#### [Yazılı görev]
Aşağıdaki verilen metni baştan sona, tek bir sözcüğünü bile değiştirmeden kelimesi kelimesine yeniden yaz.

#### [Verilen metin]
┄┄┄┄┄┄┄┄┄┄
Aziz’e verir. (s.289 vd.)

Bebeğinin kendisinden alınması Arap kadını çok etkiler. Kadın çok derin ruhsal

sarsıntı yaşar. Kocasının katı tutumu, azarlamaları, darbeleri sonunda trenden

kadının cesedi çıkar. Bu doğumun ölümüdür. Bebeğinin kendisinden alınmasıyla

kadın zaten öldürülmüş olmaktadır.

Rojda ve Aziz bebeklerine ‘Delal’ adını verirler. Delal, lise çağına geldiği zaman,

sınıflarında, Fikret isimli bir gence duygusal olarak bağlanır. Fikret de Delal’ı

sevmektedir. (s. 345 vd.) Fikret’in, yazının başında katledildiğini anlatmaya

çalıştığımız dedenin küçük torunu olduğunu anlıyoruz.

Sınıfta başka kızlar da Fikret’e ilgi duyarlar. Ama Fikret onlara yüz vermez. Bu

kızlardan biri Betül’dür. Betül okula Servis arabasıyla gidip gelmektedir. (s. 262

vd.) Babası orduda görevlidir. Fikret’in ve Delal’in kendisine yüz

vermemelerinden dolayı, onlara karşı kin beslemeye başlar. ‘Sizden intikamımı

alırım’ duyguları gittikçe kökleşir.
┄┄┄┄┄┄┄┄┄┄
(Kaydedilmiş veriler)
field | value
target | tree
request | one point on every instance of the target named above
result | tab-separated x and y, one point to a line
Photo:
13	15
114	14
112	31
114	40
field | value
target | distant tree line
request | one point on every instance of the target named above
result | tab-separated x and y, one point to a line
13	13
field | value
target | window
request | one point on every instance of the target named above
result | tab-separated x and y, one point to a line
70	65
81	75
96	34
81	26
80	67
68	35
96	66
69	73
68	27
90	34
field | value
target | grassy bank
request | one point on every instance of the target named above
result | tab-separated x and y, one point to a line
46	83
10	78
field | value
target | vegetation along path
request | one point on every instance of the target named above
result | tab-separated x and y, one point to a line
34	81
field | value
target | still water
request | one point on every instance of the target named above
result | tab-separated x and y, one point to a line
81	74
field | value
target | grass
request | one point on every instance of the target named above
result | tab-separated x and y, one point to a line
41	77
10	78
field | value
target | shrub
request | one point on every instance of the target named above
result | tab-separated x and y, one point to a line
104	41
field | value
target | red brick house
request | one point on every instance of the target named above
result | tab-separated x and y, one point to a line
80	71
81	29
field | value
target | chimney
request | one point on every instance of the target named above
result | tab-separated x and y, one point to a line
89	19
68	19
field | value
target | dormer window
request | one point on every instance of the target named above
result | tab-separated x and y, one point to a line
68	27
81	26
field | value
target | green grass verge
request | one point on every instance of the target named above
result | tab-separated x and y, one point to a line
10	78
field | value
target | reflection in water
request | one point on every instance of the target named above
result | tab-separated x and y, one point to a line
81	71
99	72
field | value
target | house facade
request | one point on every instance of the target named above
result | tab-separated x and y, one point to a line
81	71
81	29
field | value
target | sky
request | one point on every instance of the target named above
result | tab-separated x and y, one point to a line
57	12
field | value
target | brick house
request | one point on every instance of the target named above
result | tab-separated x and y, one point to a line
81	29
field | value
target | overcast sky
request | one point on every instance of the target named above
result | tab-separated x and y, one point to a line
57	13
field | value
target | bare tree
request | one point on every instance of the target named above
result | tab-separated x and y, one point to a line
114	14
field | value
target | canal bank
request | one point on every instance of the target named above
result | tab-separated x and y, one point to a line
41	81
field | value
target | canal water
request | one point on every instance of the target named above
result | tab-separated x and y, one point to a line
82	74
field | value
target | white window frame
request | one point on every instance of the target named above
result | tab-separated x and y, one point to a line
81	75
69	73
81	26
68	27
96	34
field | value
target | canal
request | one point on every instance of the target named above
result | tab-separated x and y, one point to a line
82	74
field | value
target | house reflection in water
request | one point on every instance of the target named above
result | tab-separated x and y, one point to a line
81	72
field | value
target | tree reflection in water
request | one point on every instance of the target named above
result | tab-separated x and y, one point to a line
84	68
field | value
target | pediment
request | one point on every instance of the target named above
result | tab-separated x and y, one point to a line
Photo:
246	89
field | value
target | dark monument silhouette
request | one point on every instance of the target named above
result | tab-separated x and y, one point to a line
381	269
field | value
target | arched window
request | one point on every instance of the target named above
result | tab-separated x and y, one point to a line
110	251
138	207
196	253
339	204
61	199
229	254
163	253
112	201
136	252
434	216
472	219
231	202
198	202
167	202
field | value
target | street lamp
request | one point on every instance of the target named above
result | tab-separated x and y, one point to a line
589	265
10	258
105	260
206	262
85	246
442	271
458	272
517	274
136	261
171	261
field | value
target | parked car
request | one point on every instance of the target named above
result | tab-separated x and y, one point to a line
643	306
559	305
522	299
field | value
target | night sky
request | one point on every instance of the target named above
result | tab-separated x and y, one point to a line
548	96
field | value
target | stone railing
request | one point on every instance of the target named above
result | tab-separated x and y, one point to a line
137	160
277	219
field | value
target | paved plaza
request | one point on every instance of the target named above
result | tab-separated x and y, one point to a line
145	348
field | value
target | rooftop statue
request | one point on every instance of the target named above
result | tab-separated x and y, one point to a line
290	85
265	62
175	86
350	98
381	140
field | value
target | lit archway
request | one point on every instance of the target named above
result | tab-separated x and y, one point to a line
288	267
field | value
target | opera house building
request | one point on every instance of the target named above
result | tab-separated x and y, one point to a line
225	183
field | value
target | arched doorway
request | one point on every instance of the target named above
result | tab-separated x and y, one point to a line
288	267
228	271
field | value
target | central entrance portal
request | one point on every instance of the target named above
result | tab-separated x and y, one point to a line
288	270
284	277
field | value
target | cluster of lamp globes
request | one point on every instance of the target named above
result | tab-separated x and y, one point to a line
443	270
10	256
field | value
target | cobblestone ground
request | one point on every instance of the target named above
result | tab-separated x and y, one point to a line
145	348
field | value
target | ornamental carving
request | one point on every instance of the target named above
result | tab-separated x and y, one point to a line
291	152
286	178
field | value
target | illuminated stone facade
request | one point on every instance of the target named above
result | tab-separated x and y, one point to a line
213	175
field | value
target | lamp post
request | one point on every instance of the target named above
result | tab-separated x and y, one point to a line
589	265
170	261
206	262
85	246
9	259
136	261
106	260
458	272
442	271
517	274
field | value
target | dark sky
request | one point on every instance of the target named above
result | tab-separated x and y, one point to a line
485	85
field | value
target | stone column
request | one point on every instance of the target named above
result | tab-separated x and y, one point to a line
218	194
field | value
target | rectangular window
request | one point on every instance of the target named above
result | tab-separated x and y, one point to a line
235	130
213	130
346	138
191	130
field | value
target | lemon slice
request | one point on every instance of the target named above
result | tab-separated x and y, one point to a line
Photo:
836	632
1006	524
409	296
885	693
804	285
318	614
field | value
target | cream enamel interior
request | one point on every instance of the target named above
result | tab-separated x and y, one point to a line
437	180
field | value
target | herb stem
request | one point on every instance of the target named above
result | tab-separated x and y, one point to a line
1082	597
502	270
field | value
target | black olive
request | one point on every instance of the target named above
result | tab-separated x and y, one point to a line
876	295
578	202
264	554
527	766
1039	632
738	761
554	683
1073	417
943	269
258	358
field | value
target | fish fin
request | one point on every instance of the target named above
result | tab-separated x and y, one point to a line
┄┄┄┄┄┄┄┄┄┄
#### [Alıştırma çıktısı]
Aziz’e verir. (s.289 vd.)

Bebeğinin kendisinden alınması Arap kadını çok etkiler. Kadın çok derin ruhsal

sarsıntı yaşar. Kocasının katı tutumu, azarlamaları, darbeleri sonunda trenden

kadının cesedi çıkar. Bu doğumun ölümüdür. Bebeğinin kendisinden alınmasıyla

kadın zaten öldürülmüş olmaktadır.

Rojda ve Aziz bebeklerine ‘Delal’ adını verirler. Delal, lise çağına geldiği zaman,

sınıflarında, Fikret isimli bir gence duygusal olarak bağlanır. Fikret de Delal’ı

sevmektedir. (s. 345 vd.) Fikret’in, yazının başında katledildiğini anlatmaya

çalıştığımız dedenin küçük torunu olduğunu anlıyoruz.

Sınıfta başka kızlar da Fikret’e ilgi duyarlar. Ama Fikret onlara yüz vermez. Bu

kızlardan biri Betül’dür. Betül okula Servis arabasıyla gidip gelmektedir. (s. 262

vd.) Babası orduda görevlidir. Fikret’in ve Delal’in kendisine yüz

vermemelerinden dolayı, onlara karşı kin beslemeye başlar. ‘Sizden intikamımı

alırım’ duyguları gittikçe kökleşir.